──────── DATA FOR REVIEW

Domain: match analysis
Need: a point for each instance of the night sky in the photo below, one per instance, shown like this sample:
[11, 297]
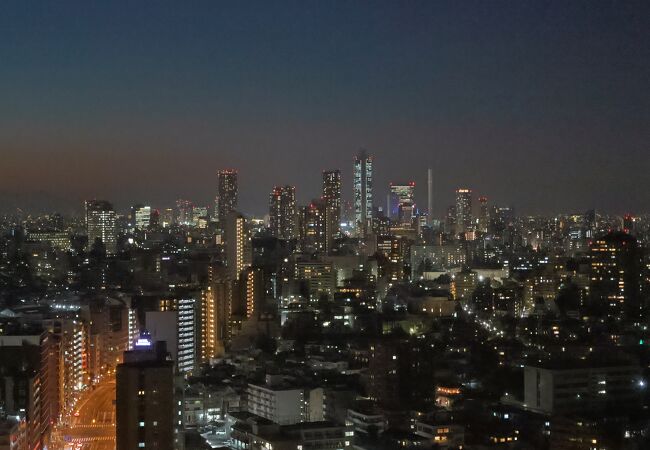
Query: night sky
[540, 105]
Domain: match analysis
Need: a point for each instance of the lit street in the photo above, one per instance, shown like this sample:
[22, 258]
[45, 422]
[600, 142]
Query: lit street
[93, 424]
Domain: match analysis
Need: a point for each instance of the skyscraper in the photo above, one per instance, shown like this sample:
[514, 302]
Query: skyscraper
[463, 210]
[362, 192]
[332, 198]
[141, 217]
[239, 252]
[282, 212]
[100, 225]
[227, 194]
[184, 211]
[312, 232]
[216, 309]
[615, 267]
[483, 215]
[145, 398]
[430, 197]
[402, 202]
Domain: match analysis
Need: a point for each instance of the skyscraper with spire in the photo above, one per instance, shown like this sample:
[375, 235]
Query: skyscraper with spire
[332, 198]
[227, 194]
[362, 192]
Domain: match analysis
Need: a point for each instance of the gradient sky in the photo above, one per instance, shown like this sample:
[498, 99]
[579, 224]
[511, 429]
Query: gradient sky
[541, 105]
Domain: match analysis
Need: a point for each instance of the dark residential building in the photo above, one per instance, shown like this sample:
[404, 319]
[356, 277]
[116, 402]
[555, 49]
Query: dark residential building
[145, 398]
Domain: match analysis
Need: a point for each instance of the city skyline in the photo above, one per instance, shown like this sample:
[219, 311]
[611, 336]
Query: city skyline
[552, 95]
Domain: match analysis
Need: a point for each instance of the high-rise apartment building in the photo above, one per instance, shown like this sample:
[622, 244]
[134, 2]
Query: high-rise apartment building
[282, 212]
[239, 252]
[362, 192]
[167, 217]
[176, 324]
[332, 198]
[227, 194]
[184, 212]
[145, 398]
[463, 210]
[216, 310]
[402, 202]
[615, 271]
[313, 227]
[483, 215]
[141, 217]
[100, 225]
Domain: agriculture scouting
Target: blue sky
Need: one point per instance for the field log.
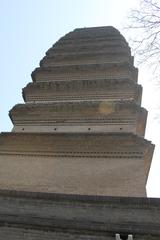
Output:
(30, 27)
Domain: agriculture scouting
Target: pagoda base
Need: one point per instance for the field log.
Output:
(26, 215)
(104, 164)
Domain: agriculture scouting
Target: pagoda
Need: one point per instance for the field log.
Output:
(81, 128)
(76, 163)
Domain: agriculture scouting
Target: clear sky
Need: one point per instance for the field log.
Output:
(30, 27)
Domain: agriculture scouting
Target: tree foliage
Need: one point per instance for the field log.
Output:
(145, 22)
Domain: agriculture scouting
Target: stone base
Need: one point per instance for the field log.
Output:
(108, 164)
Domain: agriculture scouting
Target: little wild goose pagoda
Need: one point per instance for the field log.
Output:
(76, 163)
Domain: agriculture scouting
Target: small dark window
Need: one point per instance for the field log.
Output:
(124, 236)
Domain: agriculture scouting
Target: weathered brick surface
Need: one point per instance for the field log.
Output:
(56, 216)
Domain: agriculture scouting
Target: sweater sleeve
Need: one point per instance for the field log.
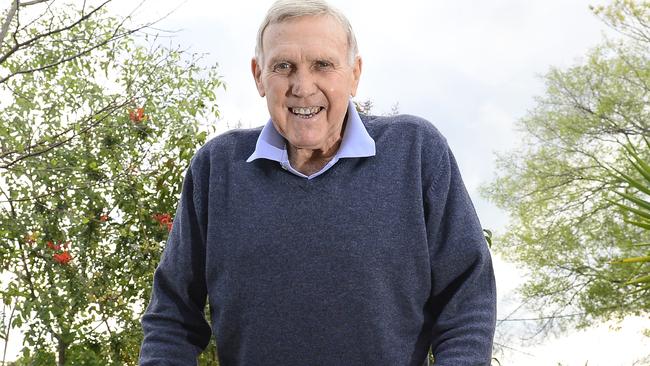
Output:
(463, 290)
(174, 325)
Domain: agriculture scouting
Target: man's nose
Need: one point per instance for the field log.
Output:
(302, 83)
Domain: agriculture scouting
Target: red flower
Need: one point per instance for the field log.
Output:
(62, 258)
(51, 245)
(137, 115)
(164, 220)
(30, 239)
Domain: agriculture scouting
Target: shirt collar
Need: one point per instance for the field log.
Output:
(356, 142)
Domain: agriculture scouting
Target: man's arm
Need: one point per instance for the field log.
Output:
(175, 329)
(463, 287)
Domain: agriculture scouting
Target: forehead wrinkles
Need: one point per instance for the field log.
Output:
(316, 35)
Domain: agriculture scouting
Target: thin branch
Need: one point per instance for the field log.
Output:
(112, 38)
(7, 22)
(33, 2)
(28, 42)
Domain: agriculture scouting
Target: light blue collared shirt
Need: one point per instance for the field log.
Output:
(356, 143)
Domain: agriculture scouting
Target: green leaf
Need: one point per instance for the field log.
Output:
(644, 279)
(633, 260)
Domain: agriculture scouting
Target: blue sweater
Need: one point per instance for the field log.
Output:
(370, 263)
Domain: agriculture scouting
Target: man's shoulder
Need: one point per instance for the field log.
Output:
(229, 146)
(403, 128)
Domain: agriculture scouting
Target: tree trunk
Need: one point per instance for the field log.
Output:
(62, 348)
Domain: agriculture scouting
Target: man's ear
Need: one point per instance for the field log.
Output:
(256, 68)
(356, 74)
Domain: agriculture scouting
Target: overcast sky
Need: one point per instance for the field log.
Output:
(472, 68)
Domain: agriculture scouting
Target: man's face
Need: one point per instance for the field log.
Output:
(307, 80)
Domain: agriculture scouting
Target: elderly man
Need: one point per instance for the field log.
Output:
(326, 237)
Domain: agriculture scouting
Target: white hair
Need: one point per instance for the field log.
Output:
(283, 10)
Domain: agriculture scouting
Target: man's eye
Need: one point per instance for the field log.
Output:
(282, 67)
(323, 64)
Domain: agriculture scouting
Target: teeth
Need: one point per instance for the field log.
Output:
(306, 111)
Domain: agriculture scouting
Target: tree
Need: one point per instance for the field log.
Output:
(97, 125)
(559, 190)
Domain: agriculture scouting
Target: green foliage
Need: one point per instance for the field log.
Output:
(559, 188)
(638, 205)
(96, 131)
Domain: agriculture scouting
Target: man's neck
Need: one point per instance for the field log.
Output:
(309, 161)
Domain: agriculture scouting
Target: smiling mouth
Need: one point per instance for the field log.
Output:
(306, 112)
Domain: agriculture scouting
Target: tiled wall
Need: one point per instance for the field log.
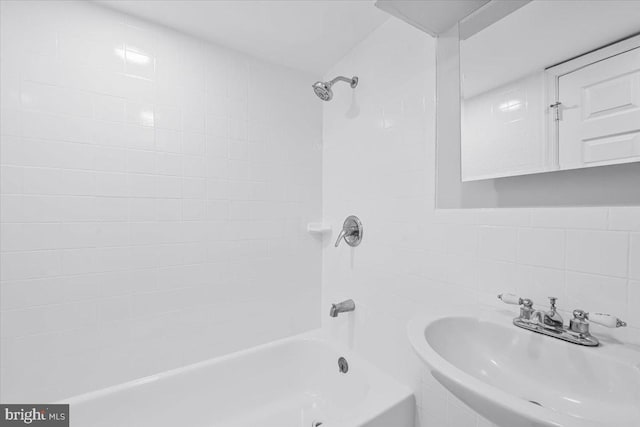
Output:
(379, 150)
(155, 192)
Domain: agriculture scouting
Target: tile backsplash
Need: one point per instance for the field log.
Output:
(155, 192)
(415, 258)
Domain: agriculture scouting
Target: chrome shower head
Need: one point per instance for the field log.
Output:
(323, 89)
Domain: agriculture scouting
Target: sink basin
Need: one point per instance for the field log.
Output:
(515, 377)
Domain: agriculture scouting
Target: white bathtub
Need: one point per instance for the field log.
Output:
(293, 382)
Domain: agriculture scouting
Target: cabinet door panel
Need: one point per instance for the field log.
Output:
(600, 120)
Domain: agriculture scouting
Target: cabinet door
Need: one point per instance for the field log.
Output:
(600, 113)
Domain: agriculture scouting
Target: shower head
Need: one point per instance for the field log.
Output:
(323, 89)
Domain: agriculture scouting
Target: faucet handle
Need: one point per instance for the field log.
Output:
(515, 300)
(606, 320)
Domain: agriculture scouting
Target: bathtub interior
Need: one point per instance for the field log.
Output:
(293, 383)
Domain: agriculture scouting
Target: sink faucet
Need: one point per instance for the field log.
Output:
(342, 307)
(550, 322)
(550, 319)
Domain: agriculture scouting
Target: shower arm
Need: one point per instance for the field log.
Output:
(353, 82)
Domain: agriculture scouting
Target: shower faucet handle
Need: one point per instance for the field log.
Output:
(351, 231)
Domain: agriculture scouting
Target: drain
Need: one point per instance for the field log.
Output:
(343, 365)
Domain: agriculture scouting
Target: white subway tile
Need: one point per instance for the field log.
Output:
(624, 218)
(542, 247)
(597, 294)
(498, 243)
(587, 218)
(633, 313)
(634, 256)
(599, 252)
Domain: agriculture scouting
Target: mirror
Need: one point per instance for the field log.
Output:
(549, 85)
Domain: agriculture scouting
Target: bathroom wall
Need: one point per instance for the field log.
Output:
(379, 164)
(155, 192)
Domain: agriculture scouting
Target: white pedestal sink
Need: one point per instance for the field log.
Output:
(517, 378)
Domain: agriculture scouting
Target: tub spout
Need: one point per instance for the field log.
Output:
(342, 307)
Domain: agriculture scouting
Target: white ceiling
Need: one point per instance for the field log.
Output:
(307, 35)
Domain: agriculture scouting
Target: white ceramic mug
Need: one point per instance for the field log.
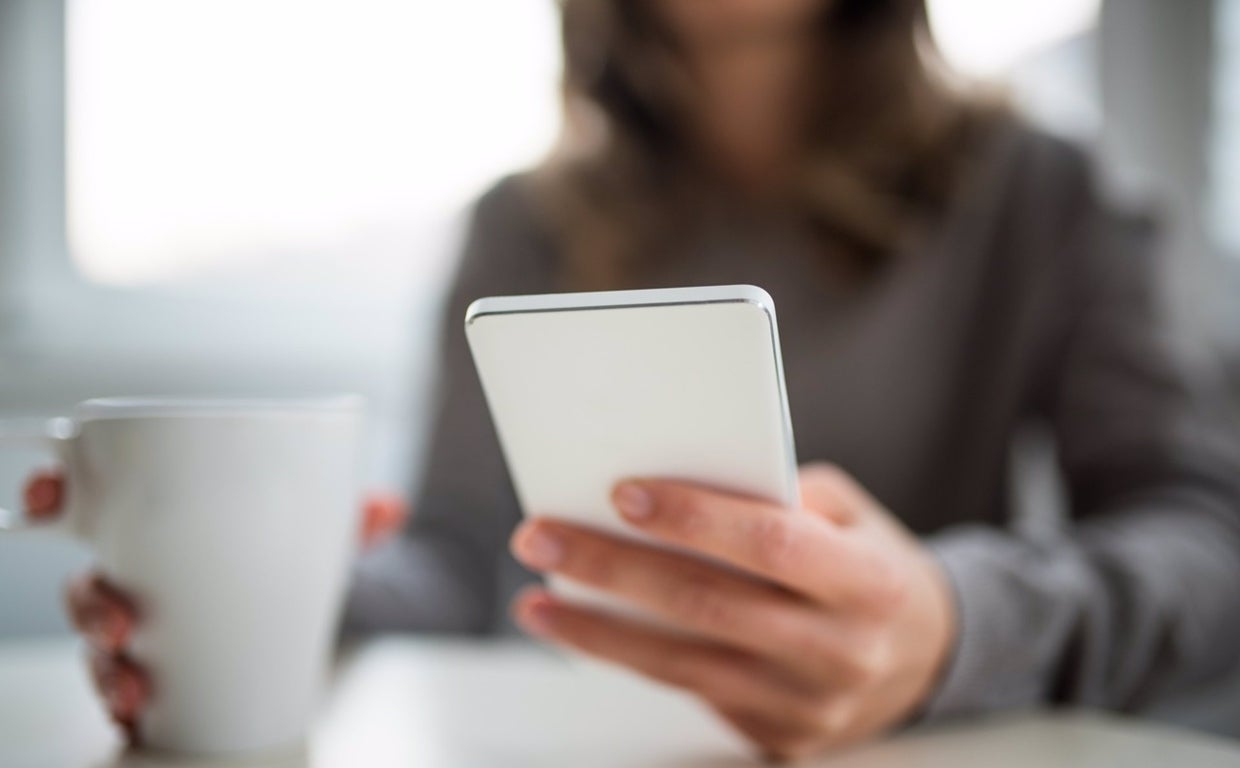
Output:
(231, 525)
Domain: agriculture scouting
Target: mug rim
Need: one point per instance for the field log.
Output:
(190, 407)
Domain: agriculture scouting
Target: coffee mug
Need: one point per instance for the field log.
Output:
(231, 524)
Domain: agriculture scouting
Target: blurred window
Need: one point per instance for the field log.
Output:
(337, 137)
(1225, 150)
(987, 40)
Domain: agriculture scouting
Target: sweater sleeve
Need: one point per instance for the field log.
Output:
(444, 573)
(1140, 597)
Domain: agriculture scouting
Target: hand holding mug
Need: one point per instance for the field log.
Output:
(106, 617)
(222, 534)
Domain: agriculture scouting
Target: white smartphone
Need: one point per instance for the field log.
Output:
(588, 388)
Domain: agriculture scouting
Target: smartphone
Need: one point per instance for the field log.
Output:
(589, 388)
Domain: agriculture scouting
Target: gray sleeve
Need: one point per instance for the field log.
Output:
(442, 575)
(1140, 598)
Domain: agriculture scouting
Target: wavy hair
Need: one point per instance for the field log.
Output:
(888, 138)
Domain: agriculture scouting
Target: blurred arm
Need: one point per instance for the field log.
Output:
(443, 573)
(1140, 597)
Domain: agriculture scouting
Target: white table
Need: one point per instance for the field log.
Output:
(425, 704)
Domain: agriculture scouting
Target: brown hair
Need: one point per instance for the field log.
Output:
(889, 138)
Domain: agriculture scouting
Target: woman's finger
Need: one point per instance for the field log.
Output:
(721, 675)
(382, 516)
(800, 551)
(692, 594)
(102, 613)
(45, 494)
(125, 686)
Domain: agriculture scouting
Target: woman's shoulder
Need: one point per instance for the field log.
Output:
(1057, 184)
(507, 246)
(507, 204)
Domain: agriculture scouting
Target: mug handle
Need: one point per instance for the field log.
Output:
(55, 436)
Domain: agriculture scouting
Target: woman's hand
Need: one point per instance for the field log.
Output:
(826, 627)
(106, 617)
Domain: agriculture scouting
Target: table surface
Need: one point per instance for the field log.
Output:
(438, 704)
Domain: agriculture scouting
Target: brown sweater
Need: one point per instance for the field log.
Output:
(1029, 304)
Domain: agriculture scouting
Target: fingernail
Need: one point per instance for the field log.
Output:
(107, 629)
(41, 496)
(537, 617)
(120, 700)
(634, 501)
(540, 549)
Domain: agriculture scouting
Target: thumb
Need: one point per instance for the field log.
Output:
(382, 516)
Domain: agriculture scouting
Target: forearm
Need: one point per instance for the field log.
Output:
(1129, 607)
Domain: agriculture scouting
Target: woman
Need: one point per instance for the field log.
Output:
(945, 277)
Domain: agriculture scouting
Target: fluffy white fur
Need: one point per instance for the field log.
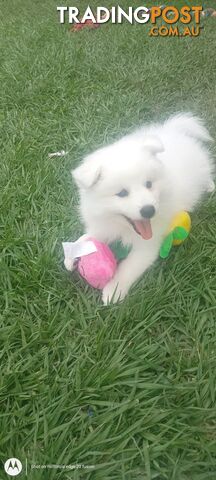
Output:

────────────────

• [TASK BRIEF] Some lines above contain the word "faucet". Copy each of them.

• [SOLUTION TO THE EXERCISE]
Target: faucet handle
Target: sink faucet
Target: shower faucet handle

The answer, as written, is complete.